*MATERIAL PROVIDED*:

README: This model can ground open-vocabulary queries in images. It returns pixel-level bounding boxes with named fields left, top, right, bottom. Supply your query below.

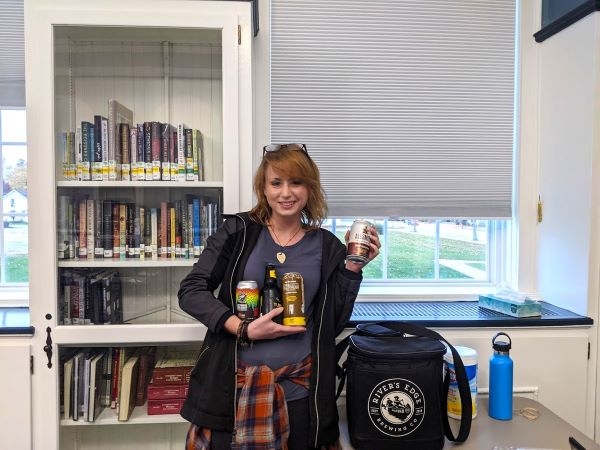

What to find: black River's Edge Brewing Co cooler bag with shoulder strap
left=337, top=322, right=472, bottom=450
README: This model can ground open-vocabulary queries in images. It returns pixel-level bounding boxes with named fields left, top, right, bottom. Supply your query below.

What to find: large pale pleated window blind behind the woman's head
left=270, top=0, right=516, bottom=218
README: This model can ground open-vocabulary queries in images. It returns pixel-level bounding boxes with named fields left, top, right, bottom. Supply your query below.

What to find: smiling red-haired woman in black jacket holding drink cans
left=178, top=144, right=380, bottom=450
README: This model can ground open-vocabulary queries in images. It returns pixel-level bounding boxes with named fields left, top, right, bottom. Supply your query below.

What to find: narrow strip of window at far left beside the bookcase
left=0, top=108, right=29, bottom=290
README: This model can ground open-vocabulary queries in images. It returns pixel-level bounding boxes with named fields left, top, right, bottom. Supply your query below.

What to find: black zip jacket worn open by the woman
left=178, top=213, right=362, bottom=447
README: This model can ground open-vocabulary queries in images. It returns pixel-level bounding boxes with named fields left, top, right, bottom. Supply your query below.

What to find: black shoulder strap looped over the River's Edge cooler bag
left=335, top=321, right=473, bottom=442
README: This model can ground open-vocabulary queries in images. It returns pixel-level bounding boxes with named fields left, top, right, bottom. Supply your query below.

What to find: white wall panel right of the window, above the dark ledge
left=538, top=14, right=598, bottom=314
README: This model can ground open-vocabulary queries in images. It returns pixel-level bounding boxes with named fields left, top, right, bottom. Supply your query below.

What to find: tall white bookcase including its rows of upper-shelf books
left=25, top=0, right=253, bottom=449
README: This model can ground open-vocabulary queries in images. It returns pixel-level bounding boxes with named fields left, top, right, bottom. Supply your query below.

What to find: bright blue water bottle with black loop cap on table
left=489, top=333, right=513, bottom=420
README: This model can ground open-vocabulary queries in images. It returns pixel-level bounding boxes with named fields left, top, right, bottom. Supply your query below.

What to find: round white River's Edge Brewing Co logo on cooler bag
left=368, top=378, right=425, bottom=437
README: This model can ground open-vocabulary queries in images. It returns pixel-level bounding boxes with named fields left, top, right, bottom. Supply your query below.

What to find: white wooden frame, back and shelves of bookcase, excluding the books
left=25, top=0, right=253, bottom=449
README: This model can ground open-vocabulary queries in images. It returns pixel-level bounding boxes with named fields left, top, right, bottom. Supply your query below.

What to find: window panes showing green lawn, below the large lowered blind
left=325, top=218, right=507, bottom=286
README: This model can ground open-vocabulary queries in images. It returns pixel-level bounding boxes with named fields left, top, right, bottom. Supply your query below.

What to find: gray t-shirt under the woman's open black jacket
left=238, top=227, right=323, bottom=400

*THE PROBLEM*: An exact copy of all the entries is required, and it must contain no pictures.

*ANSWER TO THIS TASK*:
README: This model can ground open-vocabulary queries in images. It returns pixel-level bounding boxes with named fields left, top, right, bottom. Supply your query below.


What to find: black River's Edge Brewing Co cooler bag with shoulder strap
left=337, top=322, right=472, bottom=450
README: This model can ground open-vocabulary queries in images. It returns pixel-level bounding boxes with named fields left, top, right, bottom. Supply your query below.

What to find: large pale pleated window blind behind the woman's head
left=270, top=0, right=516, bottom=218
README: This model can ground open-vocabulary queries in images. It returns pixel-level bounding boxes with named fields left, top, right, bottom. Supply your query below.

What to find: smiling red-haired woman in black jacket holding drink cans
left=178, top=144, right=380, bottom=450
README: This model can ground open-vocabulary queries in images. It returns pixel-level bounding boxes with named fields left, top, right, bottom. Supply your query below.

What to find: narrow strip of window at far left beside the bookcase
left=0, top=108, right=29, bottom=290
README: This model can ground open-vocabulary queries in images. It returns pixel-level bounding boxes with named fields left, top, right, bottom. Supply your query below.

What to find: black zip jacket worn open by the woman
left=178, top=213, right=362, bottom=447
README: This model can ground open-vocabulary queries in images. It returns pixel-level bounding boxes with named fields left, top, right, bottom. Supply your query below.

What to find: black shoulder strap looped over the River's Edge cooler bag
left=335, top=321, right=473, bottom=442
README: This model can ground open-vocabulary queries in images. It returns pixel-level bounding boxes with named fields left, top, right, bottom. Supply your query below.

What to find: white wall panel right of the window, above the dark ledge
left=538, top=14, right=598, bottom=314
README: This model can ground open-vocabulary queries in images. It returns pixel-level bounding boxes with named fields left, top, right, bottom. Supply your query below.

What to find: tall white bookcase including its rows of upper-shelf books
left=25, top=0, right=253, bottom=449
README: This model can ground open-vocabulary queries in images. It returns pixel-level bounding boxes with named fields left, top, right, bottom. Supply your query below.

What to find: bright blue water bottle with black loop cap on table
left=489, top=333, right=513, bottom=420
README: This model can ground open-vocabulary queries in images. It returns pixel-level bounding boxes with named fields left, top, right, bottom. Supply your query below.

What to find: round white River's Edge Brewing Co logo on cooler bag
left=368, top=378, right=425, bottom=437
README: This model can ground open-vocabulary queries in images. It returns pixel-level bounding boxes with named fields left, top, right, bottom. Supply your query below.

What to find: white wooden frame, back and shelves of bookcase, excluding the books
left=25, top=0, right=253, bottom=449
README: This model can ground open-vocabulary queries in images. It returns pixel-level bounding boxes with named fields left, top, right, bottom. Supply your query below.

What to find: window panes showing green lawn, below the large lowered blind
left=325, top=218, right=507, bottom=286
README: This model can ground open-vocabulary queries in images. It returns pixel-level bounding boxes with named fields left, top, right, bottom. Supply your query below.

What to find: gray t-shirt under the woman's open black jacket
left=238, top=227, right=323, bottom=400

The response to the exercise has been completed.